§ Blok Teks
+ + + +
Studi Banding COP 17-20 Juli, Yogyakarta dan Surabaya: Apa yang bisa dilakukan aktifis community oriented policing (COP) dan forum kemitraan polisi dan masyarakat (FKPM) bagi masyarakatnya? Apakah hanya soal keamanan saja? Bagaimana pola penyelesaian masalah yang bisa dilakukan oleh aktifis COP dan FKPM?
Studi Banding COP 17-20 Juli, Yogyakarta dan Surabaya: Apa yang bisa dilakukan aktifis community oriented policing (COP) dan forum kemitraan polisi dan masyarakat (FKPM) bagi masyarakatnya? Apakah hanya soal keamanan saja? Bagaimana pola penyelesaian masalah yang bisa dilakukan oleh aktifis COP dan FKPM?
Untuk menjawab pertanyaan-pertanyaan itulah, 15 aktifis FKPM Ciborelang Majalengka dan Serang Wetan Kabupaten Cirebon beserta Fahmina-Institute melakukan studi banding ke FKPM Yogyakarta dan Surabaya pada 17-20 Juli 2009 lalu.
Kunjungan di Yogyakarta
Kunjungan pertama, para peserta mengunjungi kantor Pusat Studi Hak Asasi Manusia (PUSHAM) UII Yogyakarta. Di Pusham UII inilah, para peserta bertemu dengan aktifis COP se-Yogyakarta yang tergabung dalam Presedium COP Yogyakarta. Ada COP Umbulharjo, Sawahan, Maliboro, Depok, Mataram dan lain-lain. Dalam kunjungan tersebut, para peserta tidak sekadar bertemu, melainkan berbagi pengalaman masing-masing daerah. Ketua Presidium COP Yogyakarta, Dadung, misalnya. Dia menjelaskan tentang perjalanan COP di Yogyakarta dan bagaimana COP bisa memiliki “power” yang cukup kuat untuk melakukan penyelesaian terhadap masalah keamanan dan sosial di Yogyakarta, di antaranya dengan membangun jaringan yang kuat antar aktifis dan membangun komunikasi dengan berbagai stakeholder.
Sementara itu di COP Umbulharjo, peserta studi banding memperoleh pembelajaran bagaimana aktifis COP/FKPM mampu menjalin relasi yang baik dengan aparat kepolisian, TNI dan birokrasi, terutama ketika membahas sebuah persoalan.
+ + + +
(Entri yang diambil dari sebuah koleksi)
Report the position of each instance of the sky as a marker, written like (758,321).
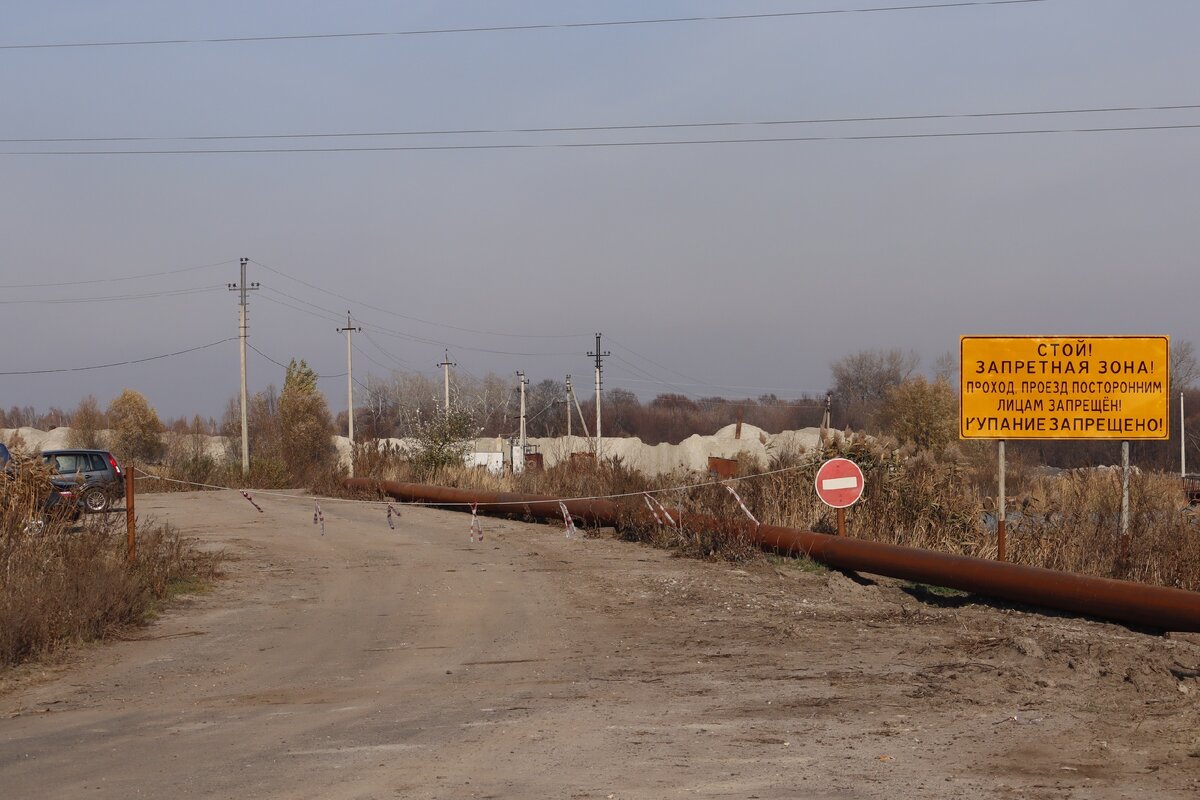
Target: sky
(711,266)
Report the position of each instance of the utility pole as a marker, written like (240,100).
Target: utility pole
(580,410)
(522,382)
(243,288)
(349,384)
(599,355)
(445,371)
(569,394)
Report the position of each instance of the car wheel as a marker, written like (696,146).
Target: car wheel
(95,500)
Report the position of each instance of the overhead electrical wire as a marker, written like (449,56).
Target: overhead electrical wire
(118,364)
(408,317)
(277,364)
(71,282)
(147,295)
(637,126)
(497,29)
(647,143)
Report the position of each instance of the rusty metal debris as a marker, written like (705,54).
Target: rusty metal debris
(1157,607)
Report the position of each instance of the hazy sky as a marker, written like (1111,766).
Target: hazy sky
(714,269)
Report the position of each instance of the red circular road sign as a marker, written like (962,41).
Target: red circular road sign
(839,482)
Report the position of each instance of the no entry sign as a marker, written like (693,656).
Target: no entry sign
(839,482)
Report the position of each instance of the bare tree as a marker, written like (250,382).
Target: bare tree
(1185,367)
(867,376)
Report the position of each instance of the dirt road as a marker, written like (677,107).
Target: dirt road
(370,662)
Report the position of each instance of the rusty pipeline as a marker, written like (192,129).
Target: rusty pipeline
(1158,607)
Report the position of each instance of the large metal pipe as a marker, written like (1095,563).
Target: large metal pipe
(1123,601)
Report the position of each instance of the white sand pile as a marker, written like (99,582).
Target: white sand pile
(690,455)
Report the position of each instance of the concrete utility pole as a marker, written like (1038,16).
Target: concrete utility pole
(569,405)
(580,410)
(599,355)
(445,373)
(349,385)
(243,288)
(522,382)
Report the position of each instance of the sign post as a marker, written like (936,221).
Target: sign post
(1065,388)
(839,483)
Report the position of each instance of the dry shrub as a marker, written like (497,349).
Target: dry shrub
(1073,522)
(71,582)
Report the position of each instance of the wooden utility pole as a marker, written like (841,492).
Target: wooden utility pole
(599,355)
(131,530)
(349,384)
(241,287)
(522,382)
(445,373)
(569,394)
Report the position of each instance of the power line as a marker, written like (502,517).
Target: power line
(127,277)
(277,364)
(409,318)
(118,364)
(169,293)
(636,126)
(569,145)
(496,29)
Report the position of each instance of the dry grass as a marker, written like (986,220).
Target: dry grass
(915,499)
(71,582)
(943,503)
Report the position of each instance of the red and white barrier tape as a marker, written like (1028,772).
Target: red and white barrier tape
(246,494)
(477,529)
(568,521)
(738,498)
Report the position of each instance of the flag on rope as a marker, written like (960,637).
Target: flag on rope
(246,494)
(568,521)
(477,529)
(654,511)
(738,498)
(666,513)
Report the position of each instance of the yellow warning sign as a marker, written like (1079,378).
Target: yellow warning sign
(1065,388)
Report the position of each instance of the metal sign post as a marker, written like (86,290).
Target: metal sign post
(1001,507)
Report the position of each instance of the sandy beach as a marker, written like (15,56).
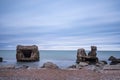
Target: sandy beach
(58,74)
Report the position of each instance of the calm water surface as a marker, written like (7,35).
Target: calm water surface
(63,58)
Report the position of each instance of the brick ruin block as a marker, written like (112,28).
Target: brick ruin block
(27,53)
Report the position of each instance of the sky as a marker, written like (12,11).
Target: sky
(60,24)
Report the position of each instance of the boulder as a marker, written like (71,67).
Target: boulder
(82,64)
(103,62)
(1,59)
(27,53)
(24,67)
(93,51)
(50,65)
(72,66)
(91,58)
(114,60)
(80,53)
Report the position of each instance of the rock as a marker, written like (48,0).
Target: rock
(92,55)
(114,60)
(50,65)
(93,51)
(25,67)
(82,64)
(1,59)
(103,62)
(27,53)
(80,53)
(72,66)
(112,67)
(8,67)
(111,58)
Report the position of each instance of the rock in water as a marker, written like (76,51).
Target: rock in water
(50,65)
(27,53)
(1,59)
(93,51)
(111,58)
(114,60)
(80,53)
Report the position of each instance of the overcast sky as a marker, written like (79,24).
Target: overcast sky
(60,24)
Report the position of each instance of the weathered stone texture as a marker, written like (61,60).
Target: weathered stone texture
(27,53)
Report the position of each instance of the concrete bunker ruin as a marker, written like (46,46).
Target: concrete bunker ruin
(27,53)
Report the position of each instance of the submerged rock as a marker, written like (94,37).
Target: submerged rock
(50,65)
(90,58)
(80,54)
(27,53)
(1,59)
(114,60)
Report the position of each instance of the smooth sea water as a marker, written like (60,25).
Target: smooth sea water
(63,58)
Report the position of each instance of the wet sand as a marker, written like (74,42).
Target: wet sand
(58,74)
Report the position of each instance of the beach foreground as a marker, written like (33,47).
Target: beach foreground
(58,74)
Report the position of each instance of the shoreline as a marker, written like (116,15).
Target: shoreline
(57,74)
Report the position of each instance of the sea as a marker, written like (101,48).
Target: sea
(63,58)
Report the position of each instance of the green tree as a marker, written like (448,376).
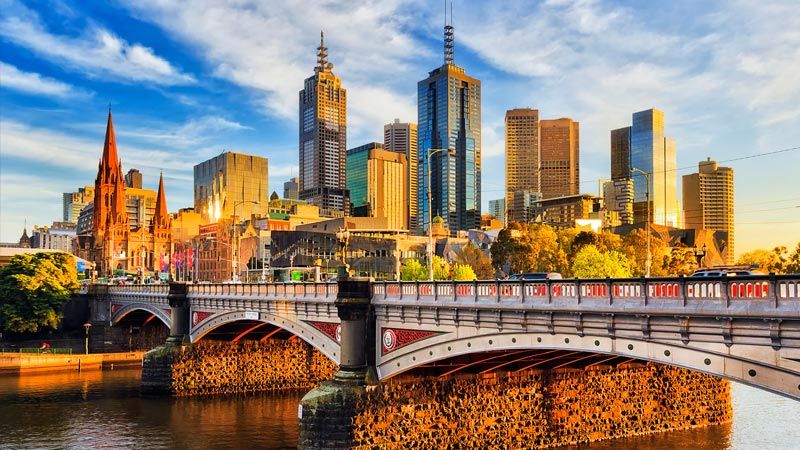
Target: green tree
(463,272)
(591,263)
(413,270)
(34,289)
(480,263)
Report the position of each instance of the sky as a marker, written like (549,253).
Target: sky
(187,81)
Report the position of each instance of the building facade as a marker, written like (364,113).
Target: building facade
(402,138)
(231,184)
(644,146)
(559,142)
(323,139)
(449,118)
(114,244)
(708,202)
(522,153)
(497,208)
(376,179)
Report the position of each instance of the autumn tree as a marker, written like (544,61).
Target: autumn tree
(480,263)
(591,263)
(34,289)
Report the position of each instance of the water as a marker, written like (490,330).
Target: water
(104,410)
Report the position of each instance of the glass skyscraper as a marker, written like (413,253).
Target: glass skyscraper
(643,146)
(449,113)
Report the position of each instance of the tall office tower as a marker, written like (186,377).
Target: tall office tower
(708,201)
(643,146)
(522,153)
(497,208)
(231,184)
(559,143)
(376,179)
(323,138)
(449,118)
(290,189)
(402,138)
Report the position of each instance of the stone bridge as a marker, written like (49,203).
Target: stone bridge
(745,329)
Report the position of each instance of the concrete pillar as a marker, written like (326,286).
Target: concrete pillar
(327,411)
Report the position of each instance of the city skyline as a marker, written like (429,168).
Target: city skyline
(56,97)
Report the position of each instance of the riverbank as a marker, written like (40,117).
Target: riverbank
(21,363)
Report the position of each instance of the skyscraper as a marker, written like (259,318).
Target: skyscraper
(643,146)
(708,201)
(376,179)
(522,156)
(323,138)
(231,184)
(449,117)
(402,138)
(559,142)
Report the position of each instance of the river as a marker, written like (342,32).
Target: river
(97,409)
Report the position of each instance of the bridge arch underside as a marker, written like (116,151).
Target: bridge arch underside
(511,352)
(232,327)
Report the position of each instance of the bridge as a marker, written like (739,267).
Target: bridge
(745,329)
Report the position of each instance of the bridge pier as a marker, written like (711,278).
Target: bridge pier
(328,411)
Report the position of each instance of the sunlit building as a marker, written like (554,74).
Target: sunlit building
(231,184)
(323,139)
(449,118)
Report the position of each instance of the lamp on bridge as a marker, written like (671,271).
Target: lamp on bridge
(86,326)
(700,254)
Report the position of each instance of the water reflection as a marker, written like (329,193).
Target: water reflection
(104,410)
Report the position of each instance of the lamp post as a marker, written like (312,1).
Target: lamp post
(647,218)
(86,326)
(431,152)
(235,275)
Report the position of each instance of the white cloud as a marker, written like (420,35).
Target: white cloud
(97,51)
(33,83)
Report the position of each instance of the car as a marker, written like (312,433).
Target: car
(535,276)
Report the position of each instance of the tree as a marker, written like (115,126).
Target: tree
(463,272)
(34,289)
(591,263)
(413,270)
(477,260)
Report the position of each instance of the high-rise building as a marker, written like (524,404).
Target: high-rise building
(323,138)
(74,202)
(708,202)
(449,118)
(402,138)
(376,179)
(231,184)
(522,152)
(559,141)
(643,146)
(497,208)
(290,189)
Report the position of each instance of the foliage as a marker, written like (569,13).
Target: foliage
(413,270)
(591,263)
(463,272)
(479,262)
(34,289)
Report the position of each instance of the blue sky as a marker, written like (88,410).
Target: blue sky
(186,81)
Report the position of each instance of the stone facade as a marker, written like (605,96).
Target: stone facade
(538,409)
(227,368)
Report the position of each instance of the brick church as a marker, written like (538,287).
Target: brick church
(114,245)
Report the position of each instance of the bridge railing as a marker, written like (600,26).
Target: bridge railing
(638,290)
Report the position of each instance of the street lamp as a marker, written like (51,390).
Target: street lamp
(431,152)
(86,326)
(235,275)
(647,218)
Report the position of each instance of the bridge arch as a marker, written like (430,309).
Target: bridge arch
(312,336)
(713,359)
(126,309)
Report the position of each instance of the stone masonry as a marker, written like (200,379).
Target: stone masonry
(537,409)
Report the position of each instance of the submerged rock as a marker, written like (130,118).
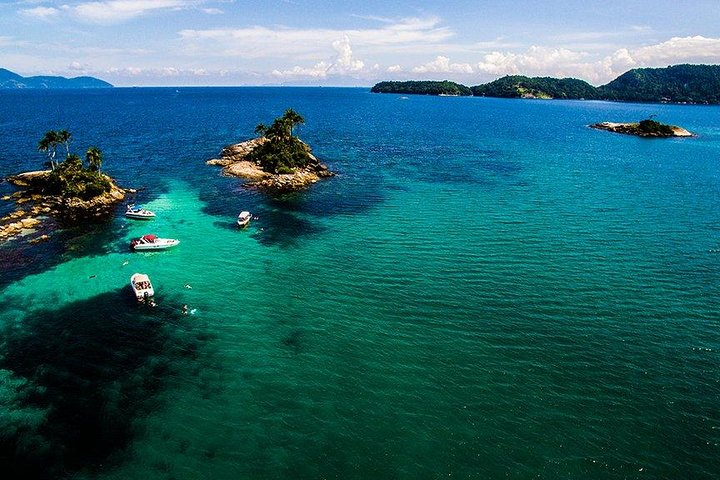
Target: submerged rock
(37,207)
(636,129)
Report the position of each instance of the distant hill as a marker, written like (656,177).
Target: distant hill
(422,88)
(10,79)
(517,86)
(675,84)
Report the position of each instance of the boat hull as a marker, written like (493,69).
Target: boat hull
(140,216)
(141,286)
(160,244)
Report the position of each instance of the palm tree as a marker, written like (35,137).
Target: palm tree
(64,137)
(48,144)
(94,158)
(292,119)
(261,129)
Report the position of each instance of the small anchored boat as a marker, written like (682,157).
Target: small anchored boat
(142,288)
(152,242)
(138,212)
(244,219)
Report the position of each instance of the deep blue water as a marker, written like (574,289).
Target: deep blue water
(487,289)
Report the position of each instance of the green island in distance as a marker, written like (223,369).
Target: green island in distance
(691,84)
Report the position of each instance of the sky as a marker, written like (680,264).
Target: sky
(351,43)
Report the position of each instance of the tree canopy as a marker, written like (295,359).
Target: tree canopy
(70,178)
(283,152)
(422,88)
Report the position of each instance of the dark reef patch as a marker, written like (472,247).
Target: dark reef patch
(283,229)
(77,379)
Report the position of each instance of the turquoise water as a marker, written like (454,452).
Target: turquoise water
(488,289)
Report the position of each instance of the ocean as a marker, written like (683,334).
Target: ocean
(487,289)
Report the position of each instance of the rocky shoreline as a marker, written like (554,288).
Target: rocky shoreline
(634,129)
(234,163)
(35,209)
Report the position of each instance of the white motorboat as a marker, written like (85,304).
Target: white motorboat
(244,219)
(152,242)
(138,212)
(142,288)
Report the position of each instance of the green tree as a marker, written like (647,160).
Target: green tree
(292,119)
(283,152)
(48,144)
(93,155)
(64,138)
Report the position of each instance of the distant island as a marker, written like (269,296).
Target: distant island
(693,84)
(644,128)
(11,80)
(445,88)
(277,161)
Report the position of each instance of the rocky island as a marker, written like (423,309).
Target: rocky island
(276,161)
(68,191)
(644,128)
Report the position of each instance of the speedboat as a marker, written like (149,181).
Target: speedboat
(244,219)
(139,213)
(142,288)
(152,242)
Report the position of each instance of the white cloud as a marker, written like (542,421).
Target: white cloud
(442,65)
(281,42)
(43,13)
(112,11)
(561,62)
(680,50)
(344,61)
(343,64)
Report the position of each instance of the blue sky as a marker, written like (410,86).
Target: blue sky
(320,42)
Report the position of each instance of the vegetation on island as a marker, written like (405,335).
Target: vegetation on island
(653,127)
(518,86)
(644,128)
(71,178)
(282,152)
(698,84)
(423,88)
(10,79)
(674,84)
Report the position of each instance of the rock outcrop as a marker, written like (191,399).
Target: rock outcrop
(35,209)
(234,163)
(634,129)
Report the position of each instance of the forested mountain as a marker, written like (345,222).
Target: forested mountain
(422,88)
(10,79)
(517,86)
(675,84)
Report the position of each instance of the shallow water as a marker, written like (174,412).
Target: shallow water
(487,289)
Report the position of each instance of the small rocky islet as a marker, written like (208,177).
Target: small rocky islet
(34,208)
(645,128)
(70,191)
(276,162)
(234,162)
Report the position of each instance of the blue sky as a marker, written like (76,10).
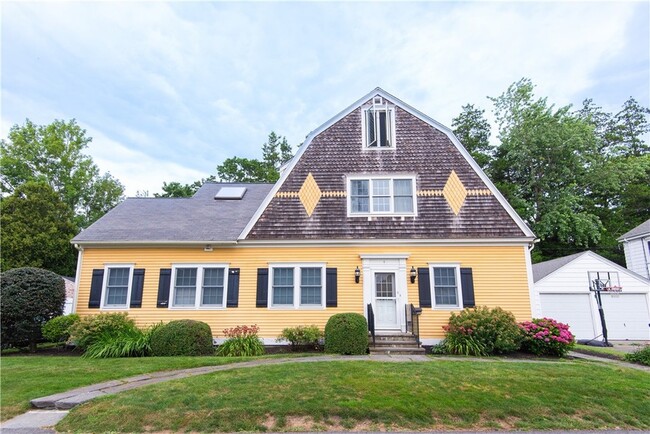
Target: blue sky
(169,90)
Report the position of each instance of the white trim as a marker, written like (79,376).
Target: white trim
(600,258)
(387,263)
(390,110)
(391,195)
(107,268)
(297,278)
(397,102)
(445,242)
(77,278)
(198,293)
(432,284)
(384,256)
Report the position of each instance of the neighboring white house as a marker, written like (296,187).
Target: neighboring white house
(69,295)
(636,244)
(561,291)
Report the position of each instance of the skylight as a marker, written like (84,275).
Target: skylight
(230,193)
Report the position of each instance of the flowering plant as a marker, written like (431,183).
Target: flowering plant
(242,341)
(546,337)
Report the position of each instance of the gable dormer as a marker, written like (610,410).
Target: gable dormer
(382,170)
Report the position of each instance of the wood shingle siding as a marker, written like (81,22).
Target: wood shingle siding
(421,150)
(499,277)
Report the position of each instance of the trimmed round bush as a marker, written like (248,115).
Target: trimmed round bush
(183,337)
(482,331)
(346,333)
(29,297)
(58,329)
(546,337)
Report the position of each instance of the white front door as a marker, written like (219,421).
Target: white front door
(384,288)
(385,302)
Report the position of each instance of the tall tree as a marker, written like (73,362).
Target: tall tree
(54,154)
(540,166)
(275,152)
(35,230)
(473,131)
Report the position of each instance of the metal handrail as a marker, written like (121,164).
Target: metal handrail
(371,323)
(413,321)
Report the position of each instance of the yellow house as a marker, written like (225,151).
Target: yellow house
(381,212)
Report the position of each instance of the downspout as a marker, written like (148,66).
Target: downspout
(77,277)
(535,306)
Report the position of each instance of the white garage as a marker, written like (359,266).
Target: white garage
(561,291)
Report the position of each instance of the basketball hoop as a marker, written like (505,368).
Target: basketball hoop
(615,291)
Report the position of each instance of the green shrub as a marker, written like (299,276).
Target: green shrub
(29,297)
(546,337)
(346,333)
(58,328)
(301,337)
(641,356)
(242,341)
(89,329)
(482,331)
(183,337)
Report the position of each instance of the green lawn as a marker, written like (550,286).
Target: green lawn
(376,396)
(27,377)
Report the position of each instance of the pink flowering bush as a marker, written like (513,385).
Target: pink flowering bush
(242,341)
(482,331)
(546,337)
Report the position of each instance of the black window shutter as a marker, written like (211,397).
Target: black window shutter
(136,287)
(233,288)
(424,287)
(262,287)
(467,284)
(330,287)
(96,289)
(164,283)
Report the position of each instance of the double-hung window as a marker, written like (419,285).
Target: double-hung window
(117,286)
(199,286)
(297,286)
(445,289)
(378,125)
(381,195)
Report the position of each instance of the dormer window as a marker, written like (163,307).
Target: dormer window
(378,125)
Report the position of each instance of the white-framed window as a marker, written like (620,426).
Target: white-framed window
(199,286)
(378,125)
(297,286)
(446,292)
(116,292)
(381,195)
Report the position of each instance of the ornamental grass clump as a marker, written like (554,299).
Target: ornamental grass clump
(482,331)
(546,337)
(242,342)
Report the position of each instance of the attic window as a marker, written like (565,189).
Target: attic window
(378,125)
(230,193)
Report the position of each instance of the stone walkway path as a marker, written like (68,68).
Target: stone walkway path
(55,407)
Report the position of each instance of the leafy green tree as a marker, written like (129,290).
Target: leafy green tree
(29,298)
(473,131)
(54,154)
(35,230)
(275,152)
(541,164)
(177,189)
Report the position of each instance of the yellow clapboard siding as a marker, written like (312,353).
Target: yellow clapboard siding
(499,272)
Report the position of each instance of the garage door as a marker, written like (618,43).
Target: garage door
(572,309)
(626,316)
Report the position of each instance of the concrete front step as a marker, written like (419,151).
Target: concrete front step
(402,351)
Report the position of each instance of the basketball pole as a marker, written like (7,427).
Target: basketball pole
(602,316)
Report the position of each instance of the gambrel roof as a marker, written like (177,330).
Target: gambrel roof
(455,199)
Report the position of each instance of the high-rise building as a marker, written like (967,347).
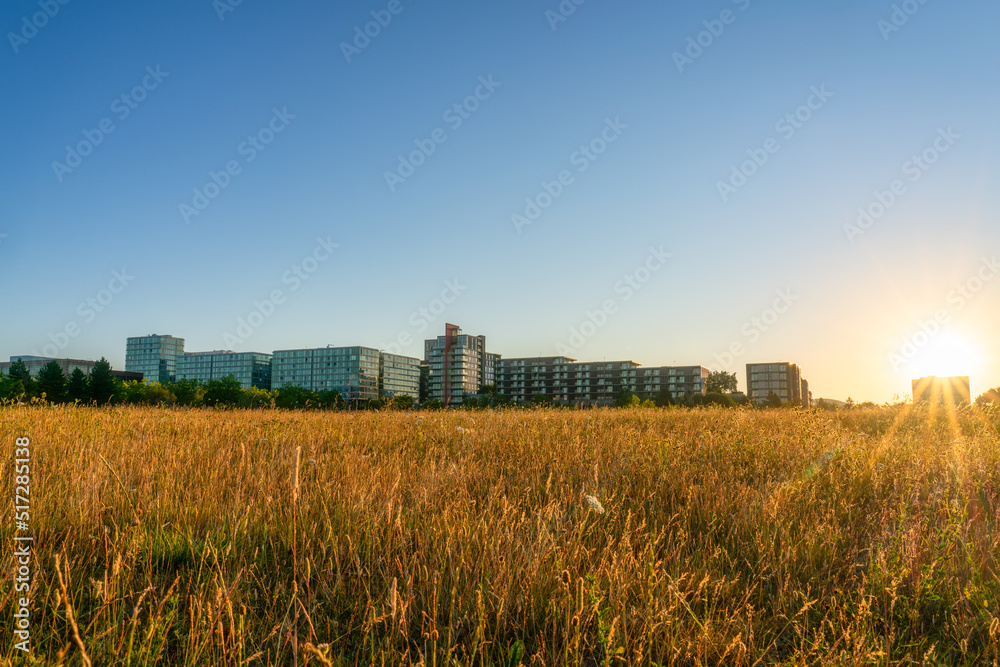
+ + + +
§ Petunjuk
1. Menurut teks tentang studi banding COP, kantor apa yang pertama kali dikunjungi para peserta di Yogyakarta?
2. Temukan setiap baris dalam catatan yang memuat kata "hung", lalu salin baris-baris tersebut. Huruf besar dan kecil diperhitungkan.
Teks dan catatan ini tidak berhubungan satu sama lain.

§ Jawaban yang Diharapkan
1. Kantor Pusat Studi Hak Asasi Manusia (PUSHAM) UII Yogyakarta.

2.
Report the position of each instance of the double-hung window as a marker, written like (419,285).
Target: double-hung window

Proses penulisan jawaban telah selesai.